## Text passage
%%

Menu
  • Solutions
  • Resources
  • Pricing
  • Buy Credits

Understanding Creative Commons for Researchers

Posted by Jonathan Bailey on Sep 4, 2014 9:30:00 AM

The role of intellectual property in research has long been a divisive issue. Whether it’s questions of who owns patents based upon academic research or who holds the copyright in the research itself, researchers have often dealt with clashes between ideals about furthering knowledge in a field and the economic realities about funding and publishing research.

However, as the open access movement has grown, copyright has been particularly thrust into the spotlight. This has become especially important as divisions over which copyright license(s) to use have caused rifts among publishers and funders.

iStock_000000283538SmallAt the core of the license debates is Creative Commons, a non-profit organization that, despite 13 years of life, is just in recent years starting to have a major impact on research and research publishing.

As such, it’s worth taking a look at the Creative Commons Organization, its licenses and why interest in it has grown.


The Creative Commons Organization

The Creative Commons Organization was founded in 2001 from a grant by the Center for the Study of the Public Domain at Duke University. The goal of the organization was to address what they saw as a serious problem with copyright, namely that it was very difficult for a willing creator to grant others blanket permission to use his work.

%%

## Data section
%%

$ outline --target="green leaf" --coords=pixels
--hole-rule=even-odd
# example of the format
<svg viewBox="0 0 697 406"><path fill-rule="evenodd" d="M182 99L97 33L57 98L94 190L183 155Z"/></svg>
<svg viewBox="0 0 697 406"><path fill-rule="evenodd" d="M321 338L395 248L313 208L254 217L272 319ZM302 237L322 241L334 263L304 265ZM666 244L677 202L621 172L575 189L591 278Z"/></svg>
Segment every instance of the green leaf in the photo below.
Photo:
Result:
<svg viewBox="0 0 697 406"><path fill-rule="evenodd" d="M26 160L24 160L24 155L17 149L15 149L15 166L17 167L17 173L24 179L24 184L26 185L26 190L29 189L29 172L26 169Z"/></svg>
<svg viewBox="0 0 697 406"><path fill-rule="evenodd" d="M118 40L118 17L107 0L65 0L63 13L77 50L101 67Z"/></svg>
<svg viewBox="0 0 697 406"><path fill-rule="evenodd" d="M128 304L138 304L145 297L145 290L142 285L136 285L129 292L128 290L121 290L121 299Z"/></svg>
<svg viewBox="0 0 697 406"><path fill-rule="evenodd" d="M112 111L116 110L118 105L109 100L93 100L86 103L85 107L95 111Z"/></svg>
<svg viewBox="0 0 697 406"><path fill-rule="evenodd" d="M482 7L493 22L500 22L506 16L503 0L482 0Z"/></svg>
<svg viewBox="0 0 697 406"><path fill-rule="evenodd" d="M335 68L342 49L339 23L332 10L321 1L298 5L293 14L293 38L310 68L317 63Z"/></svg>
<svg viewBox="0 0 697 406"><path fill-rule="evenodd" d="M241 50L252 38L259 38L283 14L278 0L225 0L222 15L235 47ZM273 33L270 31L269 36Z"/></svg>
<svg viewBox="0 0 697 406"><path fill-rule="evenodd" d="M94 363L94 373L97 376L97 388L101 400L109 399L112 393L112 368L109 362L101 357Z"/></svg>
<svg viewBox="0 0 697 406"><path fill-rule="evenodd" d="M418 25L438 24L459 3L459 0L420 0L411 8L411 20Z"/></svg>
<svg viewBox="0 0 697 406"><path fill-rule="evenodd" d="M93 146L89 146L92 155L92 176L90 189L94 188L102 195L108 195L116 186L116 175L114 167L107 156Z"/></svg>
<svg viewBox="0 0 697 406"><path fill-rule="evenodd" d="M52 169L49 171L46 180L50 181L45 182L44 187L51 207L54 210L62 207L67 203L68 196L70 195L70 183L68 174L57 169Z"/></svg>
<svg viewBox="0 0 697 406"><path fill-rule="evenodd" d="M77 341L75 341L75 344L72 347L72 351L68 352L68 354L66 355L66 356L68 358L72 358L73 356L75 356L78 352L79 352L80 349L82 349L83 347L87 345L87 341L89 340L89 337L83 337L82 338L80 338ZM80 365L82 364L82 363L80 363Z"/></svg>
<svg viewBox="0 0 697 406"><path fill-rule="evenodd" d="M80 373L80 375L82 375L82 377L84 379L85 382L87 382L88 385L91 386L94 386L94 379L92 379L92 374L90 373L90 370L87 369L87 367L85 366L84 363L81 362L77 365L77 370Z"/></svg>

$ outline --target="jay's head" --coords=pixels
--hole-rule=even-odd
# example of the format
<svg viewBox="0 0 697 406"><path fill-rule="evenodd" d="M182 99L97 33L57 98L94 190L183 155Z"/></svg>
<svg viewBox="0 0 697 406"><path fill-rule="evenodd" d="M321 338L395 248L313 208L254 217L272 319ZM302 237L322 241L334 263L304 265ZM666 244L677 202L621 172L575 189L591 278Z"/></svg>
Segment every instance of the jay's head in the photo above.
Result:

%%

## What is expected
Revise the Creative Commons text between "Posted by Jonathan" and "publishers and funders.", inclusive, putting "contentious" in place of "divisive".

## Right answer
Posted by Jonathan Bailey on Sep 4, 2014 9:30:00 AM

The role of intellectual property in research has long been a contentious issue. Whether it’s questions of who owns patents based upon academic research or who holds the copyright in the research itself, researchers have often dealt with clashes between ideals about furthering knowledge in a field and the economic realities about funding and publishing research.

However, as the open access movement has grown, copyright has been particularly thrust into the spotlight. This has become especially important as divisions over which copyright license(s) to use have caused rifts among publishers and funders.